- **TASK REQUIREMENTS**:
Please write the data out once more, exactly as it is given.

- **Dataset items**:
########################################

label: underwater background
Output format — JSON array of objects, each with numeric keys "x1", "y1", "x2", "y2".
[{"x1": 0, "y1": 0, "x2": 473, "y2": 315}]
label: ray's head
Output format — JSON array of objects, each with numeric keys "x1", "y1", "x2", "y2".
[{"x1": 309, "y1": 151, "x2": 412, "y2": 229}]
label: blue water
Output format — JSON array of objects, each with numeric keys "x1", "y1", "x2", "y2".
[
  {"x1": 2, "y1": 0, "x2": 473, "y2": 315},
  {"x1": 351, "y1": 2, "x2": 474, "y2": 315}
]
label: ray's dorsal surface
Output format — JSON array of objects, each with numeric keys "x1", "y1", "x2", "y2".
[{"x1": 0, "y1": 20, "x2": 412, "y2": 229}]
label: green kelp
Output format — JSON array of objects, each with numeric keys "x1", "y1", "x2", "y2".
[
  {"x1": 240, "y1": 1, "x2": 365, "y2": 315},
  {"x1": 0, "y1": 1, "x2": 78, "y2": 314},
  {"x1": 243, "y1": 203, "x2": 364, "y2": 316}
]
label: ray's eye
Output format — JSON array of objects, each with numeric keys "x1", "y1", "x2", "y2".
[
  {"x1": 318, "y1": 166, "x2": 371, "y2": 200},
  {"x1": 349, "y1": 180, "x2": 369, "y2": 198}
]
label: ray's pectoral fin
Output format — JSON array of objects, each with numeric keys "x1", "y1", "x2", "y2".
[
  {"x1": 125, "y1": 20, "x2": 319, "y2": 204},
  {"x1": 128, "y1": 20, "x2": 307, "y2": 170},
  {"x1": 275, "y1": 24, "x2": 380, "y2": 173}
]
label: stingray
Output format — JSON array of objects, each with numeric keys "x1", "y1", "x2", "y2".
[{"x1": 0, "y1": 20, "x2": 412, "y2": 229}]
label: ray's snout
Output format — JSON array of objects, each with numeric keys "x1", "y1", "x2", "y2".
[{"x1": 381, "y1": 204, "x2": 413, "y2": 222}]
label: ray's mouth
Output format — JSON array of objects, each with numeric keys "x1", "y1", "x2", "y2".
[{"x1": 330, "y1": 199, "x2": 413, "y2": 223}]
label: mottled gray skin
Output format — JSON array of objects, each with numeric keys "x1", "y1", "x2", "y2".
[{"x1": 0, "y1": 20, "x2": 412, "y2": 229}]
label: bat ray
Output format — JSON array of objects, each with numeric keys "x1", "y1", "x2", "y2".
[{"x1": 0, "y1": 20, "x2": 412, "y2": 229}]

########################################

- **SOLUTION**:
label: underwater background
Output format — JSON array of objects, each with numeric keys "x1", "y1", "x2", "y2".
[{"x1": 0, "y1": 0, "x2": 473, "y2": 315}]
label: ray's head
Output format — JSON array of objects, each with numeric keys "x1", "y1", "x2", "y2".
[{"x1": 309, "y1": 151, "x2": 412, "y2": 229}]
label: blue water
Output format — JSON array of objects, each with numeric keys "x1", "y1", "x2", "y2".
[
  {"x1": 2, "y1": 0, "x2": 473, "y2": 315},
  {"x1": 351, "y1": 2, "x2": 474, "y2": 315}
]
label: ray's dorsal surface
Output format — JSON array of objects, each with numeric keys "x1", "y1", "x2", "y2".
[{"x1": 0, "y1": 20, "x2": 412, "y2": 229}]
label: green kelp
Output format — JSON array of objects, each with numeric keys "x1", "y1", "x2", "y2".
[
  {"x1": 240, "y1": 1, "x2": 365, "y2": 315},
  {"x1": 0, "y1": 1, "x2": 78, "y2": 314},
  {"x1": 243, "y1": 203, "x2": 364, "y2": 316}
]
label: ray's eye
Output format — JSON array of objects, each with numeric keys "x1", "y1", "x2", "y2".
[
  {"x1": 318, "y1": 166, "x2": 371, "y2": 200},
  {"x1": 349, "y1": 180, "x2": 369, "y2": 198}
]
label: ray's pectoral fin
Output format — JSON array of objects, each with numeric keys "x1", "y1", "x2", "y2".
[
  {"x1": 125, "y1": 20, "x2": 319, "y2": 204},
  {"x1": 128, "y1": 20, "x2": 307, "y2": 170},
  {"x1": 275, "y1": 24, "x2": 380, "y2": 173}
]
label: stingray
Output format — JSON array of objects, each with numeric keys "x1", "y1", "x2", "y2".
[{"x1": 0, "y1": 20, "x2": 412, "y2": 229}]
label: ray's snout
Output format — JSON array of objects, each with numeric keys "x1", "y1", "x2", "y2".
[{"x1": 381, "y1": 204, "x2": 413, "y2": 222}]
label: ray's mouth
Output format — JSON array of objects, each with numeric keys "x1", "y1", "x2", "y2".
[{"x1": 330, "y1": 199, "x2": 413, "y2": 223}]
label: mottled gray skin
Output format — JSON array of objects, each with numeric keys "x1", "y1", "x2", "y2".
[{"x1": 0, "y1": 20, "x2": 412, "y2": 229}]
label: bat ray
Output format — JSON array of objects, each with numeric keys "x1", "y1", "x2", "y2".
[{"x1": 0, "y1": 20, "x2": 412, "y2": 229}]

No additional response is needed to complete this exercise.